((

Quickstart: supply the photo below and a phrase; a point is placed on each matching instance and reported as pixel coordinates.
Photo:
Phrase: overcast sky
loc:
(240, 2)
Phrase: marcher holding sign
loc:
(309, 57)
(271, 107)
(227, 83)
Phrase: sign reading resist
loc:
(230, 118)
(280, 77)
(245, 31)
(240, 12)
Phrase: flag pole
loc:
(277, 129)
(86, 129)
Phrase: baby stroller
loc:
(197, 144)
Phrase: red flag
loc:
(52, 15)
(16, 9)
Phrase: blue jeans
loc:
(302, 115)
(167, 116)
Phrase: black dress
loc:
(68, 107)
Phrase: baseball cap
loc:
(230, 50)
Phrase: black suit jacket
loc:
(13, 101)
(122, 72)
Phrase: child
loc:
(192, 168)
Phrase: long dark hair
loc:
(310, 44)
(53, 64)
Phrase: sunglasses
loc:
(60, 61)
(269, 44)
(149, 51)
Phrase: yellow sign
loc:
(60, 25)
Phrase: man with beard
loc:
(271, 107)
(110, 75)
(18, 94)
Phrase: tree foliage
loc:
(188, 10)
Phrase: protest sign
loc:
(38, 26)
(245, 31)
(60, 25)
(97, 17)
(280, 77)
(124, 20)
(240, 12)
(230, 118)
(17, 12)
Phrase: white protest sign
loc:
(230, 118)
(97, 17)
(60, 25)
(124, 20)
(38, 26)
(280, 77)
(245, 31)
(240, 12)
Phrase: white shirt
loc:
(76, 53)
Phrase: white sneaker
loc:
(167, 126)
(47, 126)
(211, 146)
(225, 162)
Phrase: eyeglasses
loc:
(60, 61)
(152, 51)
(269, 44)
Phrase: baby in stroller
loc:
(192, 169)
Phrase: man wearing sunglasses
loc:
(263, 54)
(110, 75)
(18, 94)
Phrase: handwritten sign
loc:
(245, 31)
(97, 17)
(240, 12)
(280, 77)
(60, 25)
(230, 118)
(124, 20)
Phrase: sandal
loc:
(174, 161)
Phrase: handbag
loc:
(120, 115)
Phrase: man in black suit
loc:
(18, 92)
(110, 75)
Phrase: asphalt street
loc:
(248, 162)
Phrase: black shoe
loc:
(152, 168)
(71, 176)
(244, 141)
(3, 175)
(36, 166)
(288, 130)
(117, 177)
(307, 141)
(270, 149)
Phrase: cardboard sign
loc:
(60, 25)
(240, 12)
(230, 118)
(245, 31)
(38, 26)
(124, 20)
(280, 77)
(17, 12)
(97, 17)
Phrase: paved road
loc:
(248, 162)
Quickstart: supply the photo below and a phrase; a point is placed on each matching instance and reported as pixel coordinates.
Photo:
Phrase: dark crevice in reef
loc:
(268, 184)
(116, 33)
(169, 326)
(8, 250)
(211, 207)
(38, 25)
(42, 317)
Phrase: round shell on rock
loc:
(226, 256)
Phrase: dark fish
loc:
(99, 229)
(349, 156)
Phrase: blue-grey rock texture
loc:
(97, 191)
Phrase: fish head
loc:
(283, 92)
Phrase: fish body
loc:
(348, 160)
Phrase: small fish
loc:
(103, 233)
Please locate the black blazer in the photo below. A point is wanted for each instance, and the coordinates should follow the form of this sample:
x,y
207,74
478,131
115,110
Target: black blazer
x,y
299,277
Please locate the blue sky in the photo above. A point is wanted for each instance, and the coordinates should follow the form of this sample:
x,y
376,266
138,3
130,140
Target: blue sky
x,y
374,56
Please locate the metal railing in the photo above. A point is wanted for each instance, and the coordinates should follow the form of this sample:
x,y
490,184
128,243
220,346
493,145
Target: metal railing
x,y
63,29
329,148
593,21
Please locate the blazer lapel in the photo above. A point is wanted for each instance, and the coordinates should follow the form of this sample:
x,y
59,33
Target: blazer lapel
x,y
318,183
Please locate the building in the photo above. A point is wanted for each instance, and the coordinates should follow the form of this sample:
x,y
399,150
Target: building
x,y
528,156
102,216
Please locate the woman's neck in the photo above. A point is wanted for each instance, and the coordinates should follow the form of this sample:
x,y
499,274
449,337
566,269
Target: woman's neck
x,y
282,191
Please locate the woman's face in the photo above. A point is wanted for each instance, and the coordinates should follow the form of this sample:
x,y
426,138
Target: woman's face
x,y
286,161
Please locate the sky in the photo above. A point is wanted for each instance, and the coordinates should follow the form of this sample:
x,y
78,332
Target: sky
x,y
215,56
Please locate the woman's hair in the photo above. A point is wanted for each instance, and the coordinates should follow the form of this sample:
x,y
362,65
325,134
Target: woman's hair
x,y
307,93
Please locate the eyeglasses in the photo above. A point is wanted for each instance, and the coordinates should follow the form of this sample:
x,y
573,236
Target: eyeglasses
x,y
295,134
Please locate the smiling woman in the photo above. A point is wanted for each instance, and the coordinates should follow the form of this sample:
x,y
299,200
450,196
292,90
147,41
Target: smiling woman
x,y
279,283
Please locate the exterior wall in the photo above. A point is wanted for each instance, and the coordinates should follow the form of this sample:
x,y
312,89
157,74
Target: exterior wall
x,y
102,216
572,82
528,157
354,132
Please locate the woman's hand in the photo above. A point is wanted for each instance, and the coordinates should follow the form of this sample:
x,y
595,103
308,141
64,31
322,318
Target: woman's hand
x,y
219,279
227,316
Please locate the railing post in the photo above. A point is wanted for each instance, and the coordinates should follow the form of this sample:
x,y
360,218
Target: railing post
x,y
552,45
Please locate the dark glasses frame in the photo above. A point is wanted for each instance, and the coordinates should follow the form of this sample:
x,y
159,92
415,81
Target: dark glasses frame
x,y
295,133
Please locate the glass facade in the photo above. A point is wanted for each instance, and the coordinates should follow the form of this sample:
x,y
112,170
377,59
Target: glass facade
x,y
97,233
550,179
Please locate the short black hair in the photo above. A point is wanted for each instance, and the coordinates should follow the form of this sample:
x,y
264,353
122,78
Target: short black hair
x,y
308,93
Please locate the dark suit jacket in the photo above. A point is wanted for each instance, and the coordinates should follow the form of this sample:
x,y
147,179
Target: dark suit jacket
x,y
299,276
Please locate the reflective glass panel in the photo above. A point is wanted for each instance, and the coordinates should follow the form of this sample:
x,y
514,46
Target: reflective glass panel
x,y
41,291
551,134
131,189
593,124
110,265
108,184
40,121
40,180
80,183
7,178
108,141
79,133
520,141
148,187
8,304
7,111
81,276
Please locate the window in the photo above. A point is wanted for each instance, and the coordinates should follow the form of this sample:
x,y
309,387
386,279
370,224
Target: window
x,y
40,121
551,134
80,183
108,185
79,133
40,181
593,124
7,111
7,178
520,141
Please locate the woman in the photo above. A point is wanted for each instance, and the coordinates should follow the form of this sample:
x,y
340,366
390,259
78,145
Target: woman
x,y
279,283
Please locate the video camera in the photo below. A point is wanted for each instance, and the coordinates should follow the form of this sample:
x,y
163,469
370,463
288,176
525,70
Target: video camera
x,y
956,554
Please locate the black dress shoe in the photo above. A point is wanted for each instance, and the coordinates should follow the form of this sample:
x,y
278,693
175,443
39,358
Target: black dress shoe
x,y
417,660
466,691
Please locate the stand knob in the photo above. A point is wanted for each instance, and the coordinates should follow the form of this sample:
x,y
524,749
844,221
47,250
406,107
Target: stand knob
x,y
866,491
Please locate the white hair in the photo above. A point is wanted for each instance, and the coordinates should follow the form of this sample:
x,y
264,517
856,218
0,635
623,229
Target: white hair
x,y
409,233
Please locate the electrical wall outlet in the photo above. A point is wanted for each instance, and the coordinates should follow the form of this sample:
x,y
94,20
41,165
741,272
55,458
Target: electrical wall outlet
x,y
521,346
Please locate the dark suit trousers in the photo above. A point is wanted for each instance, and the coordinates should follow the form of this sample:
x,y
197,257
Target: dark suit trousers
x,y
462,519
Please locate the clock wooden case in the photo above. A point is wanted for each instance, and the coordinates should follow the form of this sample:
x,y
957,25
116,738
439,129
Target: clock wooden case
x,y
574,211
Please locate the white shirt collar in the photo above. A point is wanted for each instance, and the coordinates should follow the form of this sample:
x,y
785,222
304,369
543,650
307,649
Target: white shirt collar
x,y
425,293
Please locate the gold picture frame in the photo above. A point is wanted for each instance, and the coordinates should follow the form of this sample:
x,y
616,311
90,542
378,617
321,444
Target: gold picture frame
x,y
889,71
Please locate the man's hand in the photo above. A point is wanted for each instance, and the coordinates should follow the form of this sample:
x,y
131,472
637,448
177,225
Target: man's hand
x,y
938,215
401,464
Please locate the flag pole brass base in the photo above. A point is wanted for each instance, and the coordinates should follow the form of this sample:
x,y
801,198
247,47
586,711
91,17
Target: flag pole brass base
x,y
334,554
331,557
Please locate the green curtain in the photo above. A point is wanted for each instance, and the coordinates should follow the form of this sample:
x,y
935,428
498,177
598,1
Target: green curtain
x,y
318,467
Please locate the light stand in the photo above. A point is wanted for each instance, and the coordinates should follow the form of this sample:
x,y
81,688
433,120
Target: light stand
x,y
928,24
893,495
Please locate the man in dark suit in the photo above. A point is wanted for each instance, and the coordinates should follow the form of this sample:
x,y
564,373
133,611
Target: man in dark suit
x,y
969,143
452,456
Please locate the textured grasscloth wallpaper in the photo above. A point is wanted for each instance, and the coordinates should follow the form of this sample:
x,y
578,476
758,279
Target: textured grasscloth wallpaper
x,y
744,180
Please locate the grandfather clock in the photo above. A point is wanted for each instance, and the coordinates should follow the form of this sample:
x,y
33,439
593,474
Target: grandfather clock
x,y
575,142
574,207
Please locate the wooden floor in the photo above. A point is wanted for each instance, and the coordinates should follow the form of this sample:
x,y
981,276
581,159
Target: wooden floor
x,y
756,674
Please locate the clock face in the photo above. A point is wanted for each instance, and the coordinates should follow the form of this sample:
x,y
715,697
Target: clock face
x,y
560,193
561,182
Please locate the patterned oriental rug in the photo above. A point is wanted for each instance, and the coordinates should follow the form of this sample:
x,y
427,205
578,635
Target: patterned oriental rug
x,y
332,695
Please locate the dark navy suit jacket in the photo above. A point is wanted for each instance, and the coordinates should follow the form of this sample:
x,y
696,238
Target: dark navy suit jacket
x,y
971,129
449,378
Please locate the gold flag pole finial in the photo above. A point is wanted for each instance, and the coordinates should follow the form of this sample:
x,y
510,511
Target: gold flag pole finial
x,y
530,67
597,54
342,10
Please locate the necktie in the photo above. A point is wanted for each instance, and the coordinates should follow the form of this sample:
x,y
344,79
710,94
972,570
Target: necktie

))

__TASK DETAILS__.
Output exactly the lines between the one containing "Please locate the clock face" and the final line above, both inclusive.

__RESULT FOR THIS EXERCISE__.
Please locate the clock face in the photo above. A point is wanted for each instance, and the coordinates should follow the form of this sample:
x,y
715,697
Target: clock face
x,y
560,193
561,182
Please locate the patterned oriental rug in the photo above. A point is wanted for each instance, and the coordinates should follow the form of this sample:
x,y
427,205
578,635
Target: patterned oriental rug
x,y
332,695
Please locate the dark navy suit jacket in the photo above. A point is wanted for each instance, and the coordinates should follow the form of this sample:
x,y
696,238
Target: dark navy suit jacket
x,y
971,129
449,378
Please locate the gold flag pole finial in the photo above. A point is wanted for each instance, and the coordinates should follow the form of this sample:
x,y
510,511
Target: gold flag pole finial
x,y
530,67
597,54
342,10
Please locate the necktie in the photo above. A point is wanted for each instance, and the coordinates should follow the form of this sample:
x,y
344,79
710,94
972,570
Target: necktie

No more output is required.